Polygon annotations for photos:
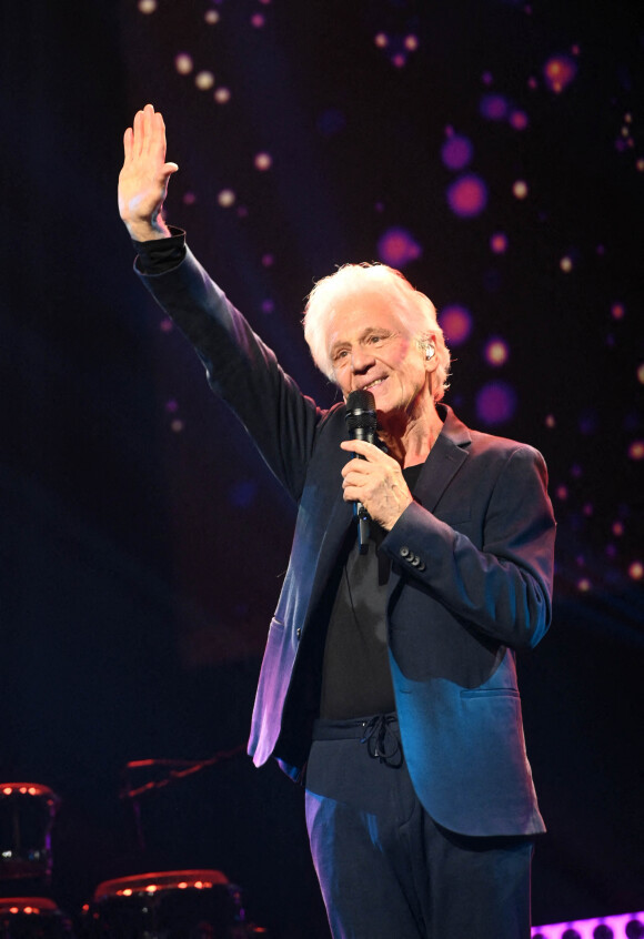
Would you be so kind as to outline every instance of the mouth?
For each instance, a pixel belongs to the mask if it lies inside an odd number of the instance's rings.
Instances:
[[[375,382],[371,382],[371,384],[369,384],[369,385],[364,385],[364,387],[363,387],[363,388],[361,388],[361,391],[373,391],[373,388],[376,388],[379,385],[382,385],[382,383],[383,383],[384,381],[386,381],[386,377],[384,377],[384,378],[376,378],[376,380],[375,380]]]

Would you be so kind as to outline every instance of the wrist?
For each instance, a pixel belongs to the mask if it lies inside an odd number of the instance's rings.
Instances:
[[[171,238],[171,232],[161,213],[154,219],[123,219],[125,228],[132,241],[157,241],[162,238]]]

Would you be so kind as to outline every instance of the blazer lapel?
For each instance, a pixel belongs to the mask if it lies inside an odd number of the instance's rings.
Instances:
[[[467,448],[472,442],[470,431],[459,421],[451,407],[439,404],[436,410],[441,416],[445,414],[443,430],[414,487],[414,495],[429,512],[434,511],[454,475],[467,460]]]

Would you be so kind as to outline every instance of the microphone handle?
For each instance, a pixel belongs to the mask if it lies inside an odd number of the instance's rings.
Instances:
[[[365,427],[355,427],[352,434],[354,441],[366,441],[368,443],[375,443],[375,434]],[[354,453],[359,460],[364,460],[359,453]],[[358,549],[360,554],[366,554],[369,551],[369,512],[361,502],[353,503],[353,517],[358,519]]]

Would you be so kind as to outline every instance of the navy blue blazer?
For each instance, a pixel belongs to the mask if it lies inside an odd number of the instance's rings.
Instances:
[[[341,487],[344,404],[325,411],[303,395],[190,251],[173,270],[141,277],[298,505],[249,741],[258,766],[274,757],[298,778],[315,690],[310,650],[323,642],[320,609],[354,524]],[[392,563],[389,648],[403,749],[440,825],[535,834],[544,825],[514,653],[535,646],[551,620],[555,522],[545,464],[531,446],[471,431],[444,405],[439,413],[443,430],[416,501],[381,548]]]

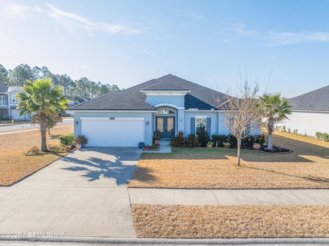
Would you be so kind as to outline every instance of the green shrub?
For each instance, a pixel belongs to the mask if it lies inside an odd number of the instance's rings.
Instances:
[[[74,138],[72,143],[74,145],[77,144],[87,144],[88,143],[88,139],[84,135],[78,135]]]
[[[237,139],[233,135],[229,135],[227,137],[228,142],[231,146],[236,147],[237,146]]]
[[[187,137],[189,147],[195,148],[200,147],[200,143],[196,139],[196,136],[194,134],[189,134]]]
[[[184,133],[179,134],[171,139],[170,145],[172,147],[180,148],[194,148],[199,147],[200,144],[194,134],[190,134],[186,137],[184,137]]]
[[[171,146],[181,148],[189,147],[188,138],[184,137],[184,133],[182,134],[181,133],[172,138],[169,143]]]
[[[325,133],[320,133],[320,131],[317,131],[315,134],[315,136],[319,140],[323,140],[326,142],[329,142],[329,134]]]
[[[252,136],[254,140],[253,142],[255,143],[259,143],[261,145],[265,143],[267,141],[267,136],[262,134],[261,135],[255,135]]]
[[[74,133],[72,133],[66,135],[60,136],[58,138],[61,143],[64,145],[71,145],[74,139]]]
[[[214,145],[216,145],[216,141],[217,141],[218,147],[223,147],[223,143],[227,142],[228,138],[227,135],[216,135],[213,134],[211,136],[211,139]]]
[[[210,136],[208,133],[208,131],[206,130],[205,127],[200,127],[199,133],[196,138],[197,141],[200,143],[201,147],[206,147],[207,146],[207,143],[210,141]]]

> **REQUIREMENT**:
Produce an exact reproduction of the lines from the line containing "the microphone handle?" through the last line of the records. Any picture is left out.

> **ANSWER TO THIS TASK**:
Would you be so kind as to outline every instance of the microphone handle?
For each instance, a pixel belongs to the mask if it lies inside an odd number of the instance's rings.
Instances:
[[[365,427],[355,427],[352,434],[354,441],[366,441],[368,443],[375,443],[375,434]],[[354,453],[359,460],[364,460],[359,453]],[[358,549],[360,554],[366,554],[369,551],[369,512],[361,502],[353,503],[353,517],[358,519]]]

Would you be so kind as to outline every instance of the navy blue blazer?
For each instance, a pixel belongs to the mask if it lies inside an odd number of the instance's rings.
Instances:
[[[341,487],[344,404],[325,411],[303,395],[190,251],[173,270],[141,277],[298,505],[249,741],[258,766],[274,757],[298,778],[315,690],[310,650],[323,642],[320,609],[354,524]],[[392,563],[389,648],[403,749],[440,825],[535,834],[544,825],[514,653],[535,646],[551,620],[555,522],[545,464],[531,446],[471,431],[444,405],[439,413],[443,430],[416,501],[381,548]]]

Would you be so kind as to outline every instance of the green shrub?
For each instance, a pixel belongs to the mask if it lies inside an odd number of the instance's rings.
Instances:
[[[74,138],[72,143],[74,145],[77,144],[87,144],[88,143],[88,139],[84,135],[78,135]]]
[[[237,139],[233,135],[229,135],[227,137],[228,142],[231,146],[236,147],[237,146]]]
[[[187,137],[189,147],[195,148],[200,147],[200,143],[196,139],[196,136],[194,134],[189,134]]]
[[[184,133],[179,134],[171,139],[170,145],[172,147],[180,148],[194,148],[199,147],[200,144],[194,134],[190,134],[186,137],[184,137]]]
[[[171,146],[181,148],[189,147],[188,138],[184,137],[184,133],[182,134],[181,133],[172,138],[169,143]]]
[[[325,133],[320,133],[320,131],[317,131],[315,134],[315,136],[319,140],[323,140],[326,142],[329,142],[329,134]]]
[[[252,136],[254,140],[253,142],[255,143],[259,143],[261,145],[265,143],[267,141],[267,136],[262,134],[261,135],[255,135]]]
[[[74,133],[72,133],[66,135],[60,136],[58,138],[61,143],[64,145],[71,145],[74,139]]]
[[[214,145],[216,145],[216,141],[217,141],[218,147],[223,147],[223,143],[227,142],[228,138],[227,135],[216,135],[213,134],[211,136],[211,139]]]
[[[210,136],[208,133],[208,131],[206,130],[205,127],[200,127],[199,133],[196,138],[197,141],[200,143],[201,147],[206,147],[207,146],[207,143],[210,141]]]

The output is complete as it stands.